The entries below should appear again in your reply, word for word.

- DATA FOR THE TASK
--------------------------------------------------
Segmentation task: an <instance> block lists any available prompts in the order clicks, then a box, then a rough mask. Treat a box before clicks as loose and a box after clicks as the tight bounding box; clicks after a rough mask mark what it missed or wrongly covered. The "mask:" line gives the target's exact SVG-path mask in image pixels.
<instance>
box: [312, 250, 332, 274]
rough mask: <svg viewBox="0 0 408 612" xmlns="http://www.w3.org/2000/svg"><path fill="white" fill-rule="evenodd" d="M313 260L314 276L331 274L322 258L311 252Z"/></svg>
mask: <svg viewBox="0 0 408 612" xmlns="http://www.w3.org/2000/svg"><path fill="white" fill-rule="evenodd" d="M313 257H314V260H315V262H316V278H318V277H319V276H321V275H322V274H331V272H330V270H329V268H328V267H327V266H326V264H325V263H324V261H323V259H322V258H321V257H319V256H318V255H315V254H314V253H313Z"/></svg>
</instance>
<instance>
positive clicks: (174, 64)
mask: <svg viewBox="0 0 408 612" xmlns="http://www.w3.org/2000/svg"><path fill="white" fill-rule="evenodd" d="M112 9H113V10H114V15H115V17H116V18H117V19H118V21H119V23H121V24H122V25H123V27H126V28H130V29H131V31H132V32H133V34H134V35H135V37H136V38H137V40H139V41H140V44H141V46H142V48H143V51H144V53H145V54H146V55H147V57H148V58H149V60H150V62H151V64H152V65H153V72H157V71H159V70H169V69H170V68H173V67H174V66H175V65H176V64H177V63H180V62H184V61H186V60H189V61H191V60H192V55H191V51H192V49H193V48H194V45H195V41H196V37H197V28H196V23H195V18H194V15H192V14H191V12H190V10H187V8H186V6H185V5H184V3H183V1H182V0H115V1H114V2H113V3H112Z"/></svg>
--------------------------------------------------
- REPLY
Segmentation task: an <instance> block lists any available prompts in the order clicks, then a box, then a rough mask. Treat a box before clicks as loose and a box after clicks as the tight bounding box; clicks after a rough mask mark what it missed or wrongly covered. The "mask:" line gives the target's exact SVG-path mask in image pixels.
<instance>
box: [312, 250, 332, 274]
rough mask: <svg viewBox="0 0 408 612" xmlns="http://www.w3.org/2000/svg"><path fill="white" fill-rule="evenodd" d="M313 260L314 276L331 274L322 258L311 252Z"/></svg>
mask: <svg viewBox="0 0 408 612" xmlns="http://www.w3.org/2000/svg"><path fill="white" fill-rule="evenodd" d="M313 257H314V260H315V262H316V278H318V277H319V276H321V275H322V274H331V272H330V270H329V268H328V267H327V266H326V264H325V263H324V261H323V259H322V258H321V257H319V256H318V255H315V254H314V253H313Z"/></svg>
</instance>
<instance>
positive clicks: (174, 64)
mask: <svg viewBox="0 0 408 612" xmlns="http://www.w3.org/2000/svg"><path fill="white" fill-rule="evenodd" d="M112 9H113V10H114V15H115V17H116V18H117V19H118V21H119V23H121V24H122V25H123V27H126V28H130V29H131V31H132V32H133V34H134V35H135V37H136V38H137V40H139V41H140V44H141V46H142V48H143V51H144V53H145V54H146V55H147V57H148V58H149V60H150V62H151V64H152V65H153V72H157V71H159V70H169V69H170V68H173V67H174V66H175V65H176V64H177V63H180V62H184V61H186V60H189V61H191V60H192V55H191V51H192V49H193V48H194V45H195V41H196V37H197V28H196V23H195V18H194V15H192V14H191V12H190V10H187V8H186V6H185V5H184V3H183V1H182V0H115V1H114V2H113V3H112Z"/></svg>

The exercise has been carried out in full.